• **Written request**: Copy the data below exactly, omitting any picture it contains.

• **Provided information**:
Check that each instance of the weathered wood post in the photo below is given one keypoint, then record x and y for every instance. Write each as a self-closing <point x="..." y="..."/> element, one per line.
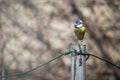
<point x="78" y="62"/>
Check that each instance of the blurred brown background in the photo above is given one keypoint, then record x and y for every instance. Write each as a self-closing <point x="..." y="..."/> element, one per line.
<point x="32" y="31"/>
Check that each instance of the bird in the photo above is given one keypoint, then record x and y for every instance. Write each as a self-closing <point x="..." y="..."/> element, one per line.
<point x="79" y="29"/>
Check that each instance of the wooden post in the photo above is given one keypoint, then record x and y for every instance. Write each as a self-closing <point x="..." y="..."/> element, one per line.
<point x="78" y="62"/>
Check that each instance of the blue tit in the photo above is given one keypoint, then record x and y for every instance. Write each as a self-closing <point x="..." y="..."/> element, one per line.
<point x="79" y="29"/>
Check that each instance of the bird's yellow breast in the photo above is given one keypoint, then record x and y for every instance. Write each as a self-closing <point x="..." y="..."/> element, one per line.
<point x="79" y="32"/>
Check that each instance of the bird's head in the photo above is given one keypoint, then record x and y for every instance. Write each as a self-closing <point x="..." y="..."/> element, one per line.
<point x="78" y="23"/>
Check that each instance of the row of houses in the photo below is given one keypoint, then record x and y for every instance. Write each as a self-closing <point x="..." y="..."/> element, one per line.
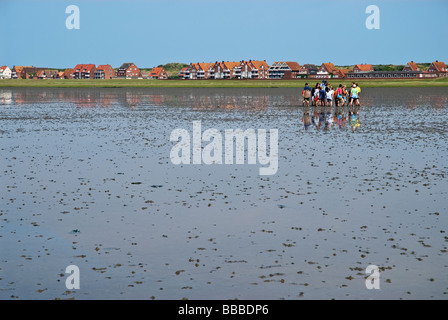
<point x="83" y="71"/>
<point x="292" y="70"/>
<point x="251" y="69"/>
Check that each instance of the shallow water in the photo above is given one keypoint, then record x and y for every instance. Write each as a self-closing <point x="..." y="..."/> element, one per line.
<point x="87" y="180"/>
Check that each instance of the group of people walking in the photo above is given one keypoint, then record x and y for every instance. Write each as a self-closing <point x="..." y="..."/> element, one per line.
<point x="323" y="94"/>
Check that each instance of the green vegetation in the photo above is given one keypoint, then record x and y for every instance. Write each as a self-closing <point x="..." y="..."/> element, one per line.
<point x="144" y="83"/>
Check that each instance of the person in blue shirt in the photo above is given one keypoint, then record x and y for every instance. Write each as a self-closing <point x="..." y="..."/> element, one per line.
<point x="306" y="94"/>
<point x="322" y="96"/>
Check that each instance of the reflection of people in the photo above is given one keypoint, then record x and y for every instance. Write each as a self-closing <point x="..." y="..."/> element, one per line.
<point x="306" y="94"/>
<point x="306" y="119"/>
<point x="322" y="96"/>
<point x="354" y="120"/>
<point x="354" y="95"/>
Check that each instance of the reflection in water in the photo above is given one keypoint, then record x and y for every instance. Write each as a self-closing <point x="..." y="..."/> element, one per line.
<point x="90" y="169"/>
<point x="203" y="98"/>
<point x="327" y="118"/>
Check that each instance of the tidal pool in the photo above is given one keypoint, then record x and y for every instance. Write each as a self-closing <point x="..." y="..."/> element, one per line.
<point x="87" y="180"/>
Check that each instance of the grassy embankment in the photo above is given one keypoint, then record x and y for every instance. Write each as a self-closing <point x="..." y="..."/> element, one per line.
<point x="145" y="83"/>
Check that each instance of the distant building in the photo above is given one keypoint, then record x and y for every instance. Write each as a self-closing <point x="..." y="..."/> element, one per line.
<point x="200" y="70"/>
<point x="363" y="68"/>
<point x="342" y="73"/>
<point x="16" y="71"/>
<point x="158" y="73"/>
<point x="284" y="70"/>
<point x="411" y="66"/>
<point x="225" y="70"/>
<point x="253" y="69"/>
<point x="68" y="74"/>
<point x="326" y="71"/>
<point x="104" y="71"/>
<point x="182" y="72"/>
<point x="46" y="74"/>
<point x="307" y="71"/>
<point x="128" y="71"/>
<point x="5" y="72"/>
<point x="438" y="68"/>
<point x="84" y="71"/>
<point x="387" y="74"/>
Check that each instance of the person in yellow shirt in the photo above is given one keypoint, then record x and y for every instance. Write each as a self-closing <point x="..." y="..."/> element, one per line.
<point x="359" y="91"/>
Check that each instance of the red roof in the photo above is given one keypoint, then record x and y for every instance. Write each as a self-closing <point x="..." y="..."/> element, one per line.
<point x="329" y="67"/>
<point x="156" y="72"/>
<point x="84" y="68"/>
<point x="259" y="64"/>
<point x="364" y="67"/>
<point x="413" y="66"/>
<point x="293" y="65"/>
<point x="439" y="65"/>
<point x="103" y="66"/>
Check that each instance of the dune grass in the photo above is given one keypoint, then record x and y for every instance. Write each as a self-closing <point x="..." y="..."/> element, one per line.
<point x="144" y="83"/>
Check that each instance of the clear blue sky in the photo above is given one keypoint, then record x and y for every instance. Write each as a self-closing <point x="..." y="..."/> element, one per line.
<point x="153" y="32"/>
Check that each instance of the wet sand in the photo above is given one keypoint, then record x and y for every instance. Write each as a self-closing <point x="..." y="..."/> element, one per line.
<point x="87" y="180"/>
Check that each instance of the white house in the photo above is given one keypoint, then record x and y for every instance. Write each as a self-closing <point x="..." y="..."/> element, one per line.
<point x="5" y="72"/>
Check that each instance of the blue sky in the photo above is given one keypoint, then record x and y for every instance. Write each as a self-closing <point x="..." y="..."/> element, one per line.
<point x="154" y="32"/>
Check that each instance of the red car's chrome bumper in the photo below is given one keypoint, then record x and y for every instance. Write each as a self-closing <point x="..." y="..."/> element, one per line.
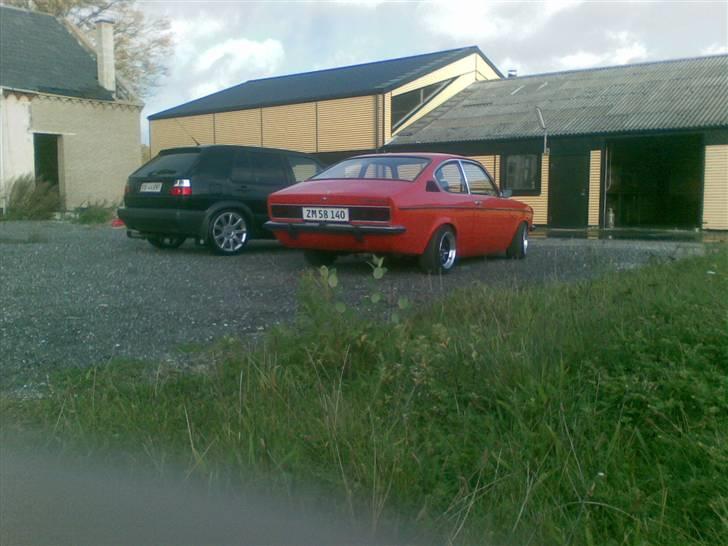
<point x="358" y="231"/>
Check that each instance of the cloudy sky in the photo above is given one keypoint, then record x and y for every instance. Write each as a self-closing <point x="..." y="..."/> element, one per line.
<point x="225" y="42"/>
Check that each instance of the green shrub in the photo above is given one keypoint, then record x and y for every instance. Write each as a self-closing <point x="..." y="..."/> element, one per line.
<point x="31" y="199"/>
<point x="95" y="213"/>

• **Reply to the exercise**:
Check that each instance of the weathered wood post in the photo below is given one keypoint, then record x and y for every instance. Write each as a self-closing <point x="..." y="..."/> element, one per line.
<point x="78" y="62"/>
Check that each instance of the blurred brown background in the photo above is given one keypoint, then record x and y for every instance. Write each as a self-closing <point x="..." y="..."/> element, one per line.
<point x="32" y="31"/>
Check that each instance of the bird in the photo above is given one keypoint, then record x and y for every instance. Write each as a self-closing <point x="..." y="..."/> element, one per line.
<point x="79" y="29"/>
Check that each instance of the wooden post in the photo above is given one keypoint, then record x and y for every instance. Write each as a self-closing <point x="..." y="..."/> element, one per line.
<point x="78" y="62"/>
Check that each instance of the blue tit in the photo above is given one keypoint, then record x and y for every instance. Write each as a self-closing <point x="..." y="..."/> element, one per line.
<point x="79" y="29"/>
Check that each instance of the bird's yellow breast in the photo above is given one keypoint, then record x and y for every instance. Write each as a self-closing <point x="..." y="..."/> element, one per line.
<point x="79" y="32"/>
Check that each instance of the bird's head in the photo above is given one keypoint, then record x and y for every instance. Write each as a self-closing <point x="..." y="..."/> element, one per line.
<point x="78" y="23"/>
Check that each instance of the row of houses in the photo below is given one keypoint, then record x and y for every instance. Write each as a self-closing <point x="..." y="..."/> element, one per line.
<point x="83" y="71"/>
<point x="292" y="70"/>
<point x="251" y="69"/>
Check that each instance of the shallow water in the photo above is given one keypoint, then record x and y for every instance. Write each as a self-closing <point x="..." y="..."/> element, one per line.
<point x="87" y="180"/>
Check that each instance of the group of people walking in the photo above is given one keypoint, then record x and y for every instance. Write each as a self-closing <point x="..." y="..."/> element, one per line.
<point x="323" y="94"/>
Check that each instance of the green vegetation in the photo above is given one keypoint, then record x and y for every instance. Write each as a self-closing <point x="..." y="..."/> element, one per line.
<point x="144" y="83"/>
Check that each instance of the person in blue shirt in the photo above is given one keypoint, then record x and y for every instance. Write each as a self-closing <point x="..." y="..."/> element, one per line.
<point x="306" y="94"/>
<point x="322" y="96"/>
Check that each instance of the reflection of people in the photo above is given one keypoint, then record x and y for every instance. Write each as a self-closing <point x="..." y="..."/> element, one per line.
<point x="306" y="94"/>
<point x="306" y="119"/>
<point x="322" y="96"/>
<point x="354" y="120"/>
<point x="354" y="95"/>
Check that each instance of the reflection in water in the photo above is given one keypoint, then record x and y for every instance. Write each as a self-closing <point x="..." y="..."/> element, one per line.
<point x="90" y="169"/>
<point x="203" y="98"/>
<point x="327" y="118"/>
Check that each instance of the tidal pool in the photo above is given one keypoint, then record x and y for every instance. Write each as a self-closing <point x="..." y="..."/> element, one per line.
<point x="87" y="180"/>
Check that each instance of the grassy embankment in the photo above is given one keypoint, then record x and y for every instance. Write each as a self-closing <point x="..." y="..."/> element, one per line.
<point x="145" y="83"/>
Check that each instance of the distant building in the photo above is given one keypoint, then record x and y for every instance. Write each as a self-closing <point x="..." y="..."/> element, one per line.
<point x="200" y="70"/>
<point x="363" y="68"/>
<point x="342" y="73"/>
<point x="16" y="71"/>
<point x="158" y="73"/>
<point x="284" y="70"/>
<point x="411" y="66"/>
<point x="225" y="70"/>
<point x="253" y="69"/>
<point x="68" y="74"/>
<point x="326" y="71"/>
<point x="104" y="71"/>
<point x="182" y="72"/>
<point x="46" y="74"/>
<point x="307" y="71"/>
<point x="128" y="71"/>
<point x="5" y="72"/>
<point x="438" y="68"/>
<point x="84" y="71"/>
<point x="387" y="74"/>
Check that each instance of the person in yellow shirt in the photo above is given one keypoint, then record x and y for every instance. Write each as a self-closing <point x="..." y="..."/> element, one per line.
<point x="359" y="91"/>
Check that each instance of the red roof in the photo above is given one keypoint, then record x and y for every instance. Write each as a self-closing <point x="..." y="..."/> element, one per line.
<point x="329" y="67"/>
<point x="156" y="72"/>
<point x="84" y="68"/>
<point x="259" y="64"/>
<point x="364" y="67"/>
<point x="413" y="66"/>
<point x="293" y="65"/>
<point x="439" y="65"/>
<point x="103" y="66"/>
Check that each instance of the dune grass in the photo above is given one keypoint, then record x and y for every instance. Write each as a self-closing <point x="..." y="..."/> element, one per line.
<point x="144" y="83"/>
Check that each instance of the clear blue sky in the photo above is given one keypoint, then record x and y for every instance. Write each as a self-closing <point x="..." y="..."/> element, one per line.
<point x="153" y="32"/>
Check that each instance of the wet sand in the photo above is given one keypoint, then record x and y for every instance. Write each as a self-closing <point x="..." y="..."/> element, one per line.
<point x="87" y="180"/>
Check that each instance of the white house in the photo above is given one keypoint, then record x and y for every instance. Write each as a self-closing <point x="..." y="..."/> element, one per line.
<point x="5" y="72"/>
Check that each instance of the blue sky in the photo above is given one keypoint, then record x and y for every instance. Write each as a self-closing <point x="..." y="..."/> element, one per line.
<point x="154" y="32"/>
Check that each instance of the red car's chrome bumper in the photo below is given one keypoint, then record x and y for every instance. Write each as a self-closing <point x="..." y="..."/> element, one per line.
<point x="358" y="231"/>
Check that each instance of the cloudy sky in the photo above is given one keypoint, then record x and y for every instance. Write each as a self-closing <point x="..." y="..."/> element, one per line.
<point x="225" y="42"/>
Check that each instance of the green shrub in the photo above is given one keypoint, then record x and y for every instance. Write each as a self-closing <point x="..." y="..."/> element, one per line.
<point x="31" y="199"/>
<point x="95" y="213"/>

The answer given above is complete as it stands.